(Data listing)
• • • •

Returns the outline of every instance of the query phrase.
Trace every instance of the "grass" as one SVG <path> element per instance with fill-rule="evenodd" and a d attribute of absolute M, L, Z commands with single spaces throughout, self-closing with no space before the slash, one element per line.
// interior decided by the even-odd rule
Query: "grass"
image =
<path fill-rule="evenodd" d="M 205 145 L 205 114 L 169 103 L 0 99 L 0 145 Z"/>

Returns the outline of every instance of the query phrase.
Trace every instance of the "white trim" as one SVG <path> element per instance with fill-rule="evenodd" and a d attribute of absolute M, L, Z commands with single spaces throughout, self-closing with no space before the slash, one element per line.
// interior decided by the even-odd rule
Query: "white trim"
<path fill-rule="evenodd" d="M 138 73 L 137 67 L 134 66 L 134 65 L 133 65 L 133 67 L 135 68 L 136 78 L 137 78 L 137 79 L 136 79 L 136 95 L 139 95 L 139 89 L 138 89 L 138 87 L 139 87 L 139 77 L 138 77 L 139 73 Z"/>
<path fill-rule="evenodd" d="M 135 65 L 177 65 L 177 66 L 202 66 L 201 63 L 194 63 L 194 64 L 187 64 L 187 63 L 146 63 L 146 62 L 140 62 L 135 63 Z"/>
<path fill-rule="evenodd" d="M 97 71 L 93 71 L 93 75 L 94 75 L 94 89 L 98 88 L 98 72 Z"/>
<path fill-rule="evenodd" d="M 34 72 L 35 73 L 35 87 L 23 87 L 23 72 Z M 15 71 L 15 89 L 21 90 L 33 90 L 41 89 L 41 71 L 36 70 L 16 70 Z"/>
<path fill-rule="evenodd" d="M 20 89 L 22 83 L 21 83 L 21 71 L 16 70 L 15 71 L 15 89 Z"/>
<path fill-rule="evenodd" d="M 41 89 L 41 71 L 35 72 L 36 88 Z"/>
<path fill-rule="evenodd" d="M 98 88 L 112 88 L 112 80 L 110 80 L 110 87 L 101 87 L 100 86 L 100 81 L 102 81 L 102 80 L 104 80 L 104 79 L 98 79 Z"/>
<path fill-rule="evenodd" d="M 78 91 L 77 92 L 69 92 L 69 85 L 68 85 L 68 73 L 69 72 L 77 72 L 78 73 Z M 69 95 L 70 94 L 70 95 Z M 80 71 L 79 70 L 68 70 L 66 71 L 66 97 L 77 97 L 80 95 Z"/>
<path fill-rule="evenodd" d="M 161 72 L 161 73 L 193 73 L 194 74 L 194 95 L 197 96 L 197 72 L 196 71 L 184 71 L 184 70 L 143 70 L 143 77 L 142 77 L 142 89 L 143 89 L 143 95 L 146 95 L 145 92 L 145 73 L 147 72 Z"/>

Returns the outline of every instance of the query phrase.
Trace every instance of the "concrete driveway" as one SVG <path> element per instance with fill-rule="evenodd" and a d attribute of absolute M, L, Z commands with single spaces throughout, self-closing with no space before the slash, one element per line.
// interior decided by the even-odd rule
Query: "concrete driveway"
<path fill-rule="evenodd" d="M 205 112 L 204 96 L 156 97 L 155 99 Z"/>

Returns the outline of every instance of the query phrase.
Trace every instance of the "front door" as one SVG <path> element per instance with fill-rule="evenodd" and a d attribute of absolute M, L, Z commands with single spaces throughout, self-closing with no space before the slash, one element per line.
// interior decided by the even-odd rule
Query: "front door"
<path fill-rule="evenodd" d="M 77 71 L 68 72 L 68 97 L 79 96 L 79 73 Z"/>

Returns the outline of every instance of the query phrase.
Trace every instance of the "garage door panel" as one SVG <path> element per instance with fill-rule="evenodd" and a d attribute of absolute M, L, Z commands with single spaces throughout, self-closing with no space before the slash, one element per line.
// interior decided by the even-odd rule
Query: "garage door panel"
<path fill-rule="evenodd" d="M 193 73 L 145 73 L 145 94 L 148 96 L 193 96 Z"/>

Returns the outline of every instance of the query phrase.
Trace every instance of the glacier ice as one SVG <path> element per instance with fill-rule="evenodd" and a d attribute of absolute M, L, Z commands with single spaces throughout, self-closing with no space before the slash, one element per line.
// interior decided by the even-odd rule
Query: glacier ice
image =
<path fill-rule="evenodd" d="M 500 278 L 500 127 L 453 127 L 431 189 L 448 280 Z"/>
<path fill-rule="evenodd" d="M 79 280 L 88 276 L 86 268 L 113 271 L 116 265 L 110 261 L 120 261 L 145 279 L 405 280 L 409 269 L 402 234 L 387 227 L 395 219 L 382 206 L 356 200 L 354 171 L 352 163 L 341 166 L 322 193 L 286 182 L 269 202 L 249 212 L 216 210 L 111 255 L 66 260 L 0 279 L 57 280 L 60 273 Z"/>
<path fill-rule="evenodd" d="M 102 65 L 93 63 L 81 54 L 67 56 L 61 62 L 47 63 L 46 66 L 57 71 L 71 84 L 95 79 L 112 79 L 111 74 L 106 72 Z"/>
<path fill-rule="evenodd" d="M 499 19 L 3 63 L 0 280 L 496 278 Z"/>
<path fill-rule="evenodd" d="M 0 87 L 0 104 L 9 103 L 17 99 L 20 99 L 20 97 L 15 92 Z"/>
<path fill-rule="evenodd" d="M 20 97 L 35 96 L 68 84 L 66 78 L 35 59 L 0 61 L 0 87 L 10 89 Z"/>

• • • •

What this task involves:
Retype the lines from the start of the data listing through the line containing "205 145 L 205", including that line.

Response to the exercise:
Returns the outline of every instance of the query phrase.
Trace every instance of the "grass" as one SVG <path> element per instance with fill-rule="evenodd" and a d attribute of absolute M, L, Z commands with single spaces throughout, self-closing with no space before the slash, one element per line.
// interior decided by the even-odd rule
Query: "grass"
image =
<path fill-rule="evenodd" d="M 205 145 L 205 114 L 169 103 L 0 99 L 0 145 Z"/>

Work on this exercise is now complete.